=== Passage shown ===

----

|Número de publicación||US7219888 B2|
|Tipo de publicación||Concesión|
|Número de solicitud||US 10/887,631|
|Fecha de publicación||22 May 2007|
|Fecha de presentación||9 Jul 2004|
|Fecha de prioridad||18 Nov 2002|
|También publicado como||DE60335738D1, EP1567436A1, EP1567436B1, US6834853, US20040094891, US20040239027, WO2004046003A1|
|Número de publicación||10887631, 887631, US 7219888 B2, US 7219888B2, US-B2-7219888, US7219888 B2, US7219888B2|
|Inventores||Steven W. Trovinger, Akinobu Kuramoto|
|Cesionario original||Hewlett-Packard Development Company, L.P.|
|Exportar cita||BiBTeX, EndNote, RefMan|
|Citas de patentes (14), Citada por (18), Clasificaciones (28), Eventos legales (2)|
|Enlaces externos: USPTO, Cesión de USPTO, Espacenet|
This is a continuation of application Ser. No. 10/298,500 filed on Nov. 18, 2002 now U.S. Pat. No. 6,834,853, which is hereby incorporated by reference herein.
The invention relates generally to the field of media transport and more particularly to print media deskew methods and structural arrangements for use in print applications.
In many print media handling applications, it is desirable to minimize skew, where “skew” is defined as the misalignment of print media as a leading edge approaches or reaches a position in which print media orientation affects operations. For applications in which the print media is a sheet of paper or a transparency, the skew will often vary from sheet to sheet. sheet-wise booklet making is one example of an application in which minimizing skew is an important consideration. U.S. Pat. No. 6,099,225 to Allen et al., which is assigned to the assignee of the present invention, describes what is referred to as a sheet-wise method of booklet making, since the finishing operations are performed on a sheet-by-sheet basis. The finishing operations include aligning, trimming, scoring, folding, and stacking and stapling, as illustrated in
The skew of print media can be reduced by using buckle deskew methods or methods utilizing differentially driven nips. Some deskew mechanisms utilize multiple print media sensors in implementing print media deskew.

----

=== Provided information ===
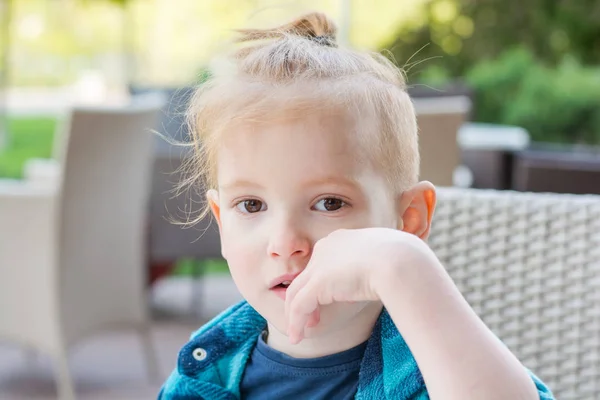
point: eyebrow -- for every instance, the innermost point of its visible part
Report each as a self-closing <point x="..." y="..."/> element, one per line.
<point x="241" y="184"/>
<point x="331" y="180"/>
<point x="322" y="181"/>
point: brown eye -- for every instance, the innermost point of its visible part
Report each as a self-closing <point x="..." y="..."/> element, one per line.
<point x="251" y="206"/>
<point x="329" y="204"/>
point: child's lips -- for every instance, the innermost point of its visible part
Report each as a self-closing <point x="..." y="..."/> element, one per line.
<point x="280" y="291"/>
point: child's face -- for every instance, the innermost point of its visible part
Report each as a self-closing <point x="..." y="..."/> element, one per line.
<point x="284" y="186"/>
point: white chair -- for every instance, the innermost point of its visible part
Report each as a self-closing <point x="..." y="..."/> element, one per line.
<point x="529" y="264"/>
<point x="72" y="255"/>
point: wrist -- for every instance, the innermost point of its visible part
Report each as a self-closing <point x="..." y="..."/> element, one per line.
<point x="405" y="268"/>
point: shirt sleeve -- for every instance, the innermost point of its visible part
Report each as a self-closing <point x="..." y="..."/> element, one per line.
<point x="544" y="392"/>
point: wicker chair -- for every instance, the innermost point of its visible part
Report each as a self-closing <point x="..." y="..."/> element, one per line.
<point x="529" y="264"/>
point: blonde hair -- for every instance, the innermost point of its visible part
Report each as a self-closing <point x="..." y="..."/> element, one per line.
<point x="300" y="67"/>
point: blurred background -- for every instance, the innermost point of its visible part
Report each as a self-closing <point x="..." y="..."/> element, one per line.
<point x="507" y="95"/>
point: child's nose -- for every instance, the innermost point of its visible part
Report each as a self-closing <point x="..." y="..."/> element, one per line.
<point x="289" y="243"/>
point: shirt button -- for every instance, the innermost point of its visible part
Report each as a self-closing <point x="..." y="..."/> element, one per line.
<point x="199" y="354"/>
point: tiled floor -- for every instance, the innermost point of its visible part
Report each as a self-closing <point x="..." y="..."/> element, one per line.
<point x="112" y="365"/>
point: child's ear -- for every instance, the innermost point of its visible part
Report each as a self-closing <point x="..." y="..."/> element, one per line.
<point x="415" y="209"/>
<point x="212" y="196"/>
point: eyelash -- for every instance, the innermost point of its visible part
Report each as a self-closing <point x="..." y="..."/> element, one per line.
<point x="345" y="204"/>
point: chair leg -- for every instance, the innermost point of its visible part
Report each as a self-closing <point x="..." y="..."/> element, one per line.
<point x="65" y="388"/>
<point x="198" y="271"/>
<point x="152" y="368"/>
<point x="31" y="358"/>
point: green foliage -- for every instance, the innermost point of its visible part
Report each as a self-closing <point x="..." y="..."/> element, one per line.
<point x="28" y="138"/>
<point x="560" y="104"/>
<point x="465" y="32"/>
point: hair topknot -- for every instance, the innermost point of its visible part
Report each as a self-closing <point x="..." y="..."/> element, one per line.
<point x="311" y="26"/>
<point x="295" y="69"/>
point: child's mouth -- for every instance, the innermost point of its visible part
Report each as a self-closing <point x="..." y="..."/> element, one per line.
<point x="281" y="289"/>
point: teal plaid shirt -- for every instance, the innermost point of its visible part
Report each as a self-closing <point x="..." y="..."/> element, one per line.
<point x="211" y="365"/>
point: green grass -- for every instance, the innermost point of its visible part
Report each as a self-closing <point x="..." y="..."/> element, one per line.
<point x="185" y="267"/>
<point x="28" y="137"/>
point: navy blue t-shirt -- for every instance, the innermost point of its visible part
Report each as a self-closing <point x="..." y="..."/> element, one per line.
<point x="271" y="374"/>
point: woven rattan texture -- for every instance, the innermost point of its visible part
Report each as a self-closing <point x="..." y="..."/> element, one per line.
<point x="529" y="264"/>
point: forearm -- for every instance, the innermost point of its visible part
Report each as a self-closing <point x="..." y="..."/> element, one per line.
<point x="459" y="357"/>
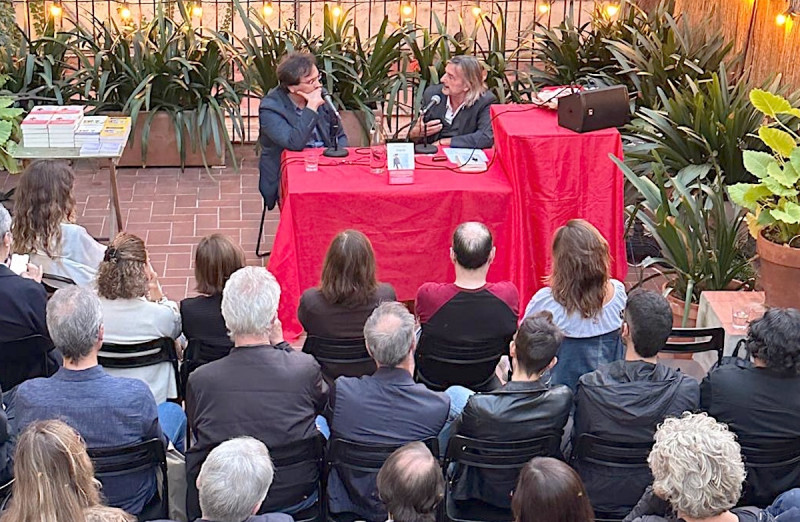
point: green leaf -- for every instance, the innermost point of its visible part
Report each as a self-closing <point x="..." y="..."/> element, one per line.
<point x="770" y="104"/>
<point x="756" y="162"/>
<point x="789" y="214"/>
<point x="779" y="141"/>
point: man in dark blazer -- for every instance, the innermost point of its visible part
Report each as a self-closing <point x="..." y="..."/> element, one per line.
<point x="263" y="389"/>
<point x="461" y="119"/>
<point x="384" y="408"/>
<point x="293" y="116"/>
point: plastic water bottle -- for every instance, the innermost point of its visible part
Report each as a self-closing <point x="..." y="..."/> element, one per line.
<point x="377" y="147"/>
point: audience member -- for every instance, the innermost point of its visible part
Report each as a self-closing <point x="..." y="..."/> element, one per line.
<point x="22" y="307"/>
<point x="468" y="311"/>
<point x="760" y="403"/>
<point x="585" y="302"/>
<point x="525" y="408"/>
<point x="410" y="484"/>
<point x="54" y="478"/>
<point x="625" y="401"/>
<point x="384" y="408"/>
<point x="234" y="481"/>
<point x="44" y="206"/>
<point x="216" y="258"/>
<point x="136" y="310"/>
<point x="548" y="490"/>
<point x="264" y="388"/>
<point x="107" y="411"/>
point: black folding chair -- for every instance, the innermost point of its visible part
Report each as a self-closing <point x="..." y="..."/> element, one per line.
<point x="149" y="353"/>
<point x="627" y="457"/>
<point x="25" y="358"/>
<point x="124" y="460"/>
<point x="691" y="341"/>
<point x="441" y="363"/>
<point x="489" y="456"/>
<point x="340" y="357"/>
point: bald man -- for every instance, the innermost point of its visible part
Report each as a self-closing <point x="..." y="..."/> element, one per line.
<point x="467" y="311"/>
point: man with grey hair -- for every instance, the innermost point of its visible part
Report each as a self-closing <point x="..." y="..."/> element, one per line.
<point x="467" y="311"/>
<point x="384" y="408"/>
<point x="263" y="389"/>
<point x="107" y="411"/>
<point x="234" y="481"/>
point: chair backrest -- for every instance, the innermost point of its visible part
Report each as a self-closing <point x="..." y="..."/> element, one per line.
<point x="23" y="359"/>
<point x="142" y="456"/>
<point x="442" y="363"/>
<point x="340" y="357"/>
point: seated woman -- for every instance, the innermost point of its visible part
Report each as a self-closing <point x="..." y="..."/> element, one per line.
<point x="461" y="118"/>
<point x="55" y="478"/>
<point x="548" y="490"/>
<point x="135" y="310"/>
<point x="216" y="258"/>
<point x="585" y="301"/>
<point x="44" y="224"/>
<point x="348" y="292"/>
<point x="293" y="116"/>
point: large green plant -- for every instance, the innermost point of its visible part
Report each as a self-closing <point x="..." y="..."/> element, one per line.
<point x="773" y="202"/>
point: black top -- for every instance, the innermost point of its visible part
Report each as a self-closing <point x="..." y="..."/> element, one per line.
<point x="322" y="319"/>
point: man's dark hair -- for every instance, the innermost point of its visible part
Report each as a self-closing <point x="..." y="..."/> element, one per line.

----

Reproduce the patent text starting with "The invention relates" and going on through "in print applications.", substituting "paper handling" for "media transport".

The invention relates generally to the field of paper handling and more particularly to print media deskew methods and structural arrangements for use in print applications.